Count the lines in the entries below that contain the string "wheel", treating uppercase and lowercase as different, and reply with that number alone.

■ Supplied data
┌──

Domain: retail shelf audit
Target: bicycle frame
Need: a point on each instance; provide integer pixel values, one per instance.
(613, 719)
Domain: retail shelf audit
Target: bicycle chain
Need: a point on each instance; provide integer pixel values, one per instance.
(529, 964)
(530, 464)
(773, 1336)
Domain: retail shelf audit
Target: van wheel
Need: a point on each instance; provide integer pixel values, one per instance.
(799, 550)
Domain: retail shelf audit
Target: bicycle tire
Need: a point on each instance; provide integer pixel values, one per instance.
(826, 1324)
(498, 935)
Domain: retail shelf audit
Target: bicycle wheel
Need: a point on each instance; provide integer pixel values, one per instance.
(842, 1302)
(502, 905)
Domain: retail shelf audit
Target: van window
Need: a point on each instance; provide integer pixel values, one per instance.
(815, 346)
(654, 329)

└──
┌──

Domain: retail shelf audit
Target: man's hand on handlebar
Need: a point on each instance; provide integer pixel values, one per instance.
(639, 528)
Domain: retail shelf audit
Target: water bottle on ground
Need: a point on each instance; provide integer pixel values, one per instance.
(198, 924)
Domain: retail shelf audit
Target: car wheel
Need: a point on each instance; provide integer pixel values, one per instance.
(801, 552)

└──
┌──

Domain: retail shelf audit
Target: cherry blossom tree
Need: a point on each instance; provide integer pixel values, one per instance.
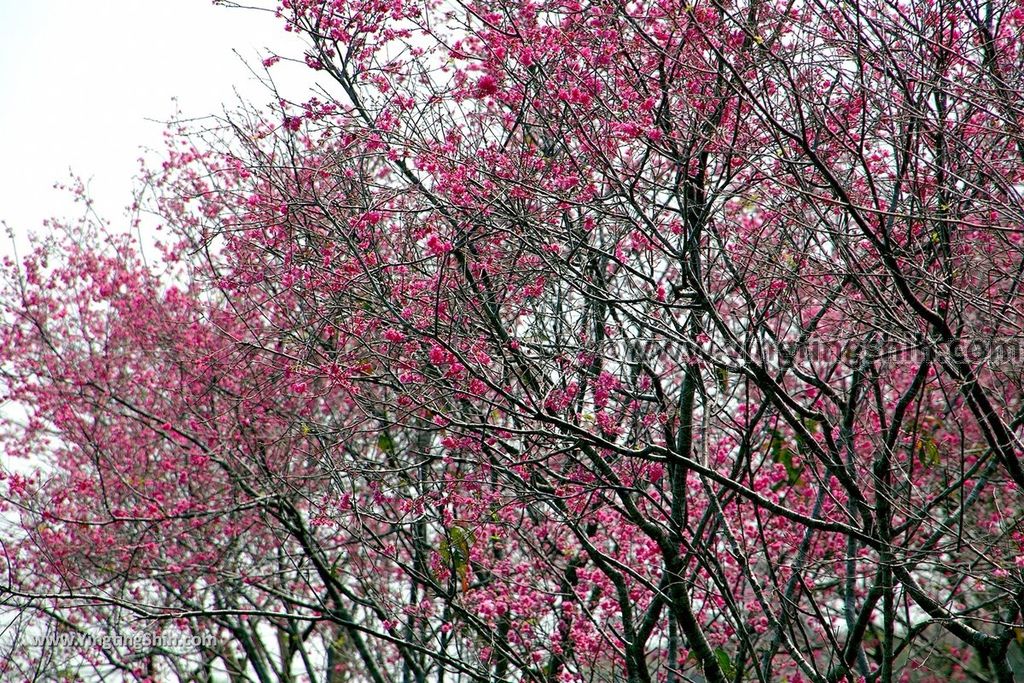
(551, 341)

└──

■ Response for this exercise
3